**PROBLEMS**
(a) Repeat the cigar etiquette text word for word from "It always baffles" to "my own cigar.".
(b) Write the next part of the cigar etiquette text, picking up right after its final sentence.

I attend a lot of cigar-related events, and have had the opportunity to meet a lot of great people… people who I speak with once, people I meet at these events all the time but do not speak with apart from these events, as well as people who become friends and/or customers. I love that there are so many good people out there who smoke cigars. There is a reason we refer to each other as ‘Brothers and Sisters of the Leaf.’ It is indeed a brotherhood. We get together to smoke, to exchange (and sometimes sell) cigars, to teach and learn and to share experiences. For the most part, cigar smokers seem to be a great group of people.
Once in a while you are going to encounter people who just don’t get it. I am not writing this article to chastise, but to educate. As with life in general, there is a right way and a wrong way to behave. In short, there is an etiquette that should be followed, and when people do not follow it, the balance can be lost.
It always baffles me that people who smoke cigars would attend a cigar smoking event and not bring three simple things:
- A cutter (or punch). This is the easiest one to understand, because by loaning you my cutter, it takes absolutely nothing away from me. There is no chance that I will cut your cigar for you, and then because of that I would not be able to smoke my own cigar.

**GIVEN ENTRIES**
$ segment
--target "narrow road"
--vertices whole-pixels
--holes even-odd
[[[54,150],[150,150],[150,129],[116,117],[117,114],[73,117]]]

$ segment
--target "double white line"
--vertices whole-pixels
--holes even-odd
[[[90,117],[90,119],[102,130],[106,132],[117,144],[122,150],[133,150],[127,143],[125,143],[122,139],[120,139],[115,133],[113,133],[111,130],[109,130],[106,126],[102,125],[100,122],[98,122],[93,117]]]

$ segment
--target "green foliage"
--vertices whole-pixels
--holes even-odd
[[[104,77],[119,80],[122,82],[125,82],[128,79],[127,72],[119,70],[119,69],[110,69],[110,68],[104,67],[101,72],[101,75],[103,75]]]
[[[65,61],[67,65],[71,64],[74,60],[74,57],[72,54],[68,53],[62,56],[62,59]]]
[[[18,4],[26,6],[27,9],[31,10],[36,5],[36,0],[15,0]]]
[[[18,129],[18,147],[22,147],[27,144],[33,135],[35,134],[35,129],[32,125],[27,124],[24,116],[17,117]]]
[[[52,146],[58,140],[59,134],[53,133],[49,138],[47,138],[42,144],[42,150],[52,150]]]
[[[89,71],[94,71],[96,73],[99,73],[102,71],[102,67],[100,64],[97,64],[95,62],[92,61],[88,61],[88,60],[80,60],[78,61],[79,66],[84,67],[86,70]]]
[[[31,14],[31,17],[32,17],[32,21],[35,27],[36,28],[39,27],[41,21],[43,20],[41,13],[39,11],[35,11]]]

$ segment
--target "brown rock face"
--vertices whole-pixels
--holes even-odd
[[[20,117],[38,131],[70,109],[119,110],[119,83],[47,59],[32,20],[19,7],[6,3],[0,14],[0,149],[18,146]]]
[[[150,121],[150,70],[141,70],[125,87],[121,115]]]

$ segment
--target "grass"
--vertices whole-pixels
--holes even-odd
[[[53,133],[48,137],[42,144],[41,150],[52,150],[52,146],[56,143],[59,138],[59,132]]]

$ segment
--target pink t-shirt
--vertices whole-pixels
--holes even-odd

**RESPONSES BY TASK**
(a)
It always baffles me that people who smoke cigars would attend a cigar smoking event and not bring three simple things:
- A cutter (or punch). This is the easiest one to understand, because by loaning you my cutter, it takes absolutely nothing away from me. There is no chance that I will cut your cigar for you, and then because of that I would not be able to smoke my own cigar.

(b)
- A torch/lighter/matches. This makes sense too, although it has happened to me on a few occasions that someone would borrow my torch, make sure they toast their cigar perfectly, then light their friend’s cigar (also perfectly)… and then when I go to light my own cigar, I am left high and dry because I ran out of butane. While I usually have a secondary source of fire in my pocket, this one irks me a bit… why would any cigar smoker go to a cigar event without the ability to light a cigar?
- Cigars. In the study guide for the Cigar Sommelier Diploma course that I took, there was an entire discussion that when you go to a cigar event, you should bring three cigars with you: One to smoke, one to gift, and one to trade. While I think that is a laudable goal, I expect that most people who attend these events have not sat through the course, so they might not know that. With that said, why would you possibly go to a cigar event and not bring a cigar, unless you are just expecting someone to give you one? While this has often worked in my favour (I have been known to trade the occasional cigar for a handful of dollars), I still don’t understand why any cigar smoker would go to a cigar event without bringing a cigar. Yes, at some of these events there are cigars for purchase… but they are usually sold at a premium, and might not be cigars you enjoy.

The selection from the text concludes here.